The photographic image of book cover is taken on a black conveyor belt and the book cover is not at a fixed position of the image, thus we take a preprocessing pipeline to get a regular rectangle book cover, and then match it to the digital design. Following is the processing details.

First, the photographic image minus the pure black conveyor belt image background which still contains some texture. Then, we extract contour of book cover in the photographic image. We use Canny algorithm to extract edges and binary the image. After abandoning tiny pattern, we extract contour, approximate edges to a polygon, and finally extract a rectangle contour. Finally, we match and align the two images. We extract SIFT features from two images and match them, then filter the matches based on RANSAC and apply affine transformation to the digital design.

3.2 Training Data Synthetic

In the image collection process, it may cost a lot to collect enough image pairs that have local differences to train a detection network. In other words, realistic data doesn’t have enough data that contain “objects”. On the one hand, changed book cover image pairs are in the minority, for in most cases, the book cover is not changed when printed. On the other hand, in this spotting the difference task, manually annotation makes neglect easily, as human eyes get tired soon.

To solve the lack of training data, we synthetic different book pairs from same ones, and the result shows the model trained on synthetic data performs well on realistic test set data. Some train set data is shown in Figure  4. Synthetic details are as follows.

Figure 5: Object(difference) area distribution in synthetic training data. Small differences which are less than 10% of the image area occupies the most, and big differences as large as the whole image are the second.

About 5k same image pairs are collected. We synthesize different image pairs from these totally same pairs, of witch two-thirds are locally different and one third are globally different.

To synthesize locally different pairs, we choose a random image from a pair, either the photographic image or digital design. Then we sample a random rectangle patch in the selected image and copy it somewhere else in the same image. Some disturbances like margin blur and small-range scaling is implemented on the copied patch to make it seems nature. Thus, the new patch in the image is a difference or an object we need to detect.

We make sure the copied patch is different from the where it stuck to by simply compare the color histogram between the two patches. Otherwise, there would be many incorrectly labeled objects in the training data. After implementing the comparison of color histogram, there are still some wrongly labeled objects which are not easily discovered by the view of eyes, but the amount is significant reduced. In this way, tiny amount of noise data has little effect on the training.

For globally different image pairs, we choose a photographic image, then random choose miss-matched digital design, and resize it the same as the photographic image. These two images form a pair, and the object to detect is labeled as large as the whole image.

In this way, We synthesize only one object in every image pair, so we have a lot of objects or foregrounds to train, but backgrounds are not augmented more than the original 5k same image pairs. In order to make the model learn about backgrounds better, we still need to collect more data in the future.

Contour annotation records:
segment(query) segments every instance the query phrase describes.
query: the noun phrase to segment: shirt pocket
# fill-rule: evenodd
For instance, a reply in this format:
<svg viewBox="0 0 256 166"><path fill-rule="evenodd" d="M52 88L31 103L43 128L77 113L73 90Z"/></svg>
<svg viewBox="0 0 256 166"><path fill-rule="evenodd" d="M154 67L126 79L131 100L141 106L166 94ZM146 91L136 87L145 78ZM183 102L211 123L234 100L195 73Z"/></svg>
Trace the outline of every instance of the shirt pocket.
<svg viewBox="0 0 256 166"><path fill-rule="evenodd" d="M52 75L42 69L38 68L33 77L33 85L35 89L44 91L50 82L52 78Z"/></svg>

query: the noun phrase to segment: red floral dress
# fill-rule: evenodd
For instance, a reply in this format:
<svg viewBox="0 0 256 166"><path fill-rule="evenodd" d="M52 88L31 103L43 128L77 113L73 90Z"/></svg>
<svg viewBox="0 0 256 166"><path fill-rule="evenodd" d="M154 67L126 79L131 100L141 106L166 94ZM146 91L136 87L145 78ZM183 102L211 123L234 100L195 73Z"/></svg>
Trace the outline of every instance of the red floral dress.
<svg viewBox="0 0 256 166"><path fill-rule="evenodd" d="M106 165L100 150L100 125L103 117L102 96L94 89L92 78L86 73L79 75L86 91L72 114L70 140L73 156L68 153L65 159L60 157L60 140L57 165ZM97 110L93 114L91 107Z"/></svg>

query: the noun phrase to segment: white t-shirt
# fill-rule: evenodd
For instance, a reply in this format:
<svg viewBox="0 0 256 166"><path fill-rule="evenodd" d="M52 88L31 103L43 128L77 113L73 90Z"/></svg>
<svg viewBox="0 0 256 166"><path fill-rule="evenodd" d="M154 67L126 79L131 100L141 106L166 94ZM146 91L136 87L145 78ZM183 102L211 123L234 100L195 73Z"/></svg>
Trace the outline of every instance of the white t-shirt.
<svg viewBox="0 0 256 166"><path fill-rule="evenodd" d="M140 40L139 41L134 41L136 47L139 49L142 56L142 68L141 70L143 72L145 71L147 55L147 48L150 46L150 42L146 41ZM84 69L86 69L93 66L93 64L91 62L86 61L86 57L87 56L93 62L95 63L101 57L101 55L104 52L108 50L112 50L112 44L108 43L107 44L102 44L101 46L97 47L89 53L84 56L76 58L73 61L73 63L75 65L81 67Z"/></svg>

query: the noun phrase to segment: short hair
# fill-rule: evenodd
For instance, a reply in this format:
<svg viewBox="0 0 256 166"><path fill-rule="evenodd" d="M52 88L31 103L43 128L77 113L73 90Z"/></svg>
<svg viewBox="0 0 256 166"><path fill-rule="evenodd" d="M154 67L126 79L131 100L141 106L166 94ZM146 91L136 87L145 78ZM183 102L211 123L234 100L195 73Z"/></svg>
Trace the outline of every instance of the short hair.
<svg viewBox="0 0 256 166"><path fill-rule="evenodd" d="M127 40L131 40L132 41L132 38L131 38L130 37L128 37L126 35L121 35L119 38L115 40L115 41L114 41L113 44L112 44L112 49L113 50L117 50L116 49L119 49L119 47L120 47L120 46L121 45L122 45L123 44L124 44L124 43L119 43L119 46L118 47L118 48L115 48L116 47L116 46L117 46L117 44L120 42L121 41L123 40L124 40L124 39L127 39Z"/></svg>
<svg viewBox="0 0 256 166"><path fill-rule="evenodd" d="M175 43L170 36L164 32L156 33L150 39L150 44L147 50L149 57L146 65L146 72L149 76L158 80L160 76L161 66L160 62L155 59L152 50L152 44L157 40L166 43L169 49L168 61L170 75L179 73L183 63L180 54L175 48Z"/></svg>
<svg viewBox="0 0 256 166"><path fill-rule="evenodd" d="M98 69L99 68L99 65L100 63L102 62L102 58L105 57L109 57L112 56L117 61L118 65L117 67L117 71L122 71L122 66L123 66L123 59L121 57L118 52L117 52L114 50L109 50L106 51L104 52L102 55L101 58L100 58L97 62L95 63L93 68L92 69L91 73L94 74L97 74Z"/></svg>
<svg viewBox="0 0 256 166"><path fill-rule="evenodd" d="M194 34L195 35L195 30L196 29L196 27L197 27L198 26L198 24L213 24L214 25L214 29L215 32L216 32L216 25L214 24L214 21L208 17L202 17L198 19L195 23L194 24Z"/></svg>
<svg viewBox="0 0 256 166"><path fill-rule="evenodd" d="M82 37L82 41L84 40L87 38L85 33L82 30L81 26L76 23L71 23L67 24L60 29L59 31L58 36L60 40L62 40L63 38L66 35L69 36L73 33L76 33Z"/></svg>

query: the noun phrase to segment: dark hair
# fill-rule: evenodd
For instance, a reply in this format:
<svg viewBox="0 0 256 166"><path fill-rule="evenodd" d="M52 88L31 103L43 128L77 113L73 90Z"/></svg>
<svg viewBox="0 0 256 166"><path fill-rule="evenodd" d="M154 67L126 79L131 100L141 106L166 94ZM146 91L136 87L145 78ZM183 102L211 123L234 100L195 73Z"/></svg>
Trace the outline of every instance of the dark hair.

**Tasks for this exercise:**
1. From the book cover text, return the passage starting at "For globally different" and ending at "in the future.".
2. Answer these questions from the book cover text:
(a) Which algorithm is used to extract edges from the photographic image?
(b) About how many same image pairs are collected?
(c) What share of the synthesized pairs are globally different?
3. Continue the book cover text from its last sentence.

**Task results:**
1.
For globally different image pairs, we choose a photographic image, then random choose miss-matched digital design, and resize it the same as the photographic image. These two images form a pair, and the object to detect is labeled as large as the whole image.

In this way, We synthesize only one object in every image pair, so we have a lot of objects or foregrounds to train, but backgrounds are not augmented more than the original 5k same image pairs. In order to make the model learn about backgrounds better, we still need to collect more data in the future.

2.
(a) The Canny algorithm.
(b) About 5k.
(c) One third.

3.
We count the object size distribution as shown in figure  5. Except for globally different pairs, we don’t control the distribution of object area on purpose. We can see small objects which are less than 10% of the whole image occupy the majority. The detection model trained only on synthetic data generalizes well not only in synthetic validation data, but also on realistic data with various sizes of objects or multiple objects, as shown in Figure  10. It is noted that the synthetic validation data is not participated in the training process.

3.3 Early-merging Architecture

The main idea of spotting the differences by object detection is to consider the two RGB 3-channel input images as one 6-channel image, and consider the differences as objects to detect. We use Faster R-CNN  [17]

as the detection pipeline, i.e., “CNN feature extraction + region proposal + classification”. Input layer is modified to accept two images and two branches of data are combined by a Cancat layer. The idea is shown in Figure  

3, and the Early-merging network is shown in Figure  6. The CNN feature extraction network is ZF net [28] which has five convolutional layers, and two image data layers are fed into a Concat layer immediately.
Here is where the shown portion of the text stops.